サッカースパイク職人についての記事から、「北米自由貿易協定(NAFTA」から「作りに専念するようになった。」までを一字一句たがえずに書き写しなさい。

記事 →
------------------------------

手作りのサッカースパイクを独りで完璧に仕上げられるようになるまで、見習いを始めてから22年かかった。教えてくれたのは、あのブラジルの名選手ペレの注文も受けた義父だった。
ホセ・ルイス・リベラ(52)の義父ダビド・リバスは、メキシコ市で40年以上もスパイク作りの手仕事に打ち込んだ根っからの職人だった。1970年代のメキシコでは、プロもアマもそのスパイクをはいてプレーした。
ブランド名は「コルメネロ」。今は、リベラが引き継いでいる。
86年に、20歳で結婚した。70年に続く2度目のW杯メキシコ大会の開幕が迫っていた。しかし、就職のあてはなく、見習いとして義父の手伝いを始めた。
最初は、型にあわせて革を切り取るといった簡単な作業だった。徐々に、職人に必要な知識と技術を覚えた。どの部分には、どの革が最適か。ミシンの使い方……。最後は、靴底のスタッドの取り付けだった。そこまで習得して、ようやく独りでスパイクを作ることができた。
「正確さが求められる上に、覚えるには何よりも忍耐が必要とされた」。現在は、メキシコ市東郊にある小さな自前の作業場でコツコツと働くリベラは、つくづくとそう思う。
北米自由貿易協定(NAFTA)が94年に発効すると、ナイキやプーマ、アディダスといった世界的なブランドが、メキシコの市場になだれ込んできた。量産されるこうしたスパイクに押され、仕事の多くを奪われた。しかし、30年以上もかけて受け継いできた職に打ち込む者としての意地がある。勝つことは難しいと分かっていても、そうたやすく敗北を受け入れるわけにはいかない。
しかも、自分はこのブランド最後の継承者となった。
そのルーツは、1960年にさかのぼる。メキシコ第2の都市グアダラハラのプロ選手エドゥアルド・コルメネロは、足を痛めるようなスパイクしか手に入らず、ウンザリしていた。「ならば、自分で作ってしまえ」と決めたのが始まりだった。
「いくつかのスパイクをバラバラにして、プラスチックのパーツを革に換えた」とコルメネロの娘アナ・ガブリエラは振り返る。初期のスパイクは、もっぱら自分だけで使っていた。しかし、66年に現役を引退すると、スパイク作りに専念するようになった。
「まず、左右の足の大きさや甲の幅が異なるため、特注のスパイクが必要な選手たちのために作った」とガブリエラはいう。「どんな注文にも、応じるようにしていた」

------------------------------

記録の抜粋 →

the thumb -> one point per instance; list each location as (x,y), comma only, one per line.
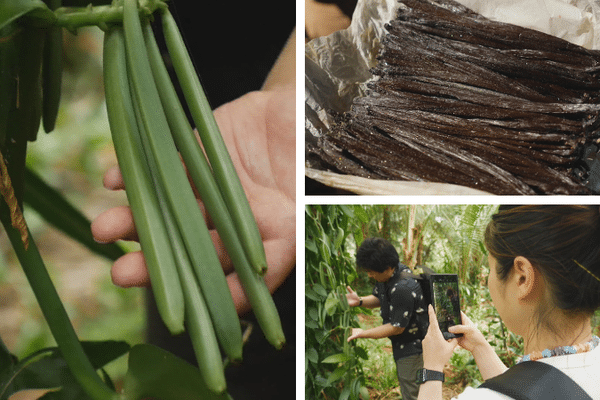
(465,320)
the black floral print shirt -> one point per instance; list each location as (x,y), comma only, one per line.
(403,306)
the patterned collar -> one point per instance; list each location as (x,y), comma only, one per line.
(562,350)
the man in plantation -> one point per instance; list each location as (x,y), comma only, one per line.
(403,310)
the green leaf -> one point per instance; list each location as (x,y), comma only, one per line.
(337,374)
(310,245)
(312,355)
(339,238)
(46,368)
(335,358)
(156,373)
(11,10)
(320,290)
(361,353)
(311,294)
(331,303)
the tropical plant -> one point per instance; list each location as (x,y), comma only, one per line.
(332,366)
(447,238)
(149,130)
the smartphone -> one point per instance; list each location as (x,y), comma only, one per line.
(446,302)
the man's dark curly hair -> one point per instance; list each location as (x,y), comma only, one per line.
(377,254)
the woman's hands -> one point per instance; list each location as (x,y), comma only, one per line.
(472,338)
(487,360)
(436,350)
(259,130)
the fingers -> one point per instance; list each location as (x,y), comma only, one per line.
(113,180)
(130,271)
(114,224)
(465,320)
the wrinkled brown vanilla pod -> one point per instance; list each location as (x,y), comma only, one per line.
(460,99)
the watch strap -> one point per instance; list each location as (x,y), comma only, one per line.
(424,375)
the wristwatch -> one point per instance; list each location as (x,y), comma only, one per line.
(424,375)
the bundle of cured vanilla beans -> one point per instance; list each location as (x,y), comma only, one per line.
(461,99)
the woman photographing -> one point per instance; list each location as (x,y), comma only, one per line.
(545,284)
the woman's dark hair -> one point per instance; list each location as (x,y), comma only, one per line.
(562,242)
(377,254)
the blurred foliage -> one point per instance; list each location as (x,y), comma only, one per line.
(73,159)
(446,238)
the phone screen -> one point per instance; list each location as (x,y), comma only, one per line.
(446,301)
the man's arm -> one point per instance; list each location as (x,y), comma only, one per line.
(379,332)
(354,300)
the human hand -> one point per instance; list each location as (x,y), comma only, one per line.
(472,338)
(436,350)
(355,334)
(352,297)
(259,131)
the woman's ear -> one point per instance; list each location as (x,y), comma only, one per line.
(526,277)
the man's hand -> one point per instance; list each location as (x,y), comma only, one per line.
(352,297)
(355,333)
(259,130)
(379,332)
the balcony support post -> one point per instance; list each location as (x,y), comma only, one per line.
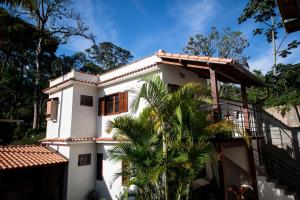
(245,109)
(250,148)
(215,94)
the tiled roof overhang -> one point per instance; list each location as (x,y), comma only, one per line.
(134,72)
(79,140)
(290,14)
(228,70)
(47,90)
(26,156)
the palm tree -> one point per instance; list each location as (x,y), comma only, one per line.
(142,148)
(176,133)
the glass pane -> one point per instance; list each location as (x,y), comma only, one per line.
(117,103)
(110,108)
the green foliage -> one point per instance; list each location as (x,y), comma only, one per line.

------------------------------

解答 →
北米自由貿易協定(NAFTA)が94年に発効すると、ナイキやプーマ、アディダスといった世界的なブランドが、メキシコの市場になだれ込んできた。量産されるこうしたスパイクに押され、仕事の多くを奪われた。しかし、30年以上もかけて受け継いできた職に打ち込む者としての意地がある。勝つことは難しいと分かっていても、そうたやすく敗北を受け入れるわけにはいかない。
しかも、自分はこのブランド最後の継承者となった。
そのルーツは、1960年にさかのぼる。メキシコ第2の都市グアダラハラのプロ選手エドゥアルド・コルメネロは、足を痛めるようなスパイクしか手に入らず、ウンザリしていた。「ならば、自分で作ってしまえ」と決めたのが始まりだった。
「いくつかのスパイクをバラバラにして、プラスチックのパーツを革に換えた」とコルメネロの娘アナ・ガブリエラは振り返る。初期のスパイクは、もっぱら自分だけで使っていた。しかし、66年に現役を引退すると、スパイク作りに専念するようになった。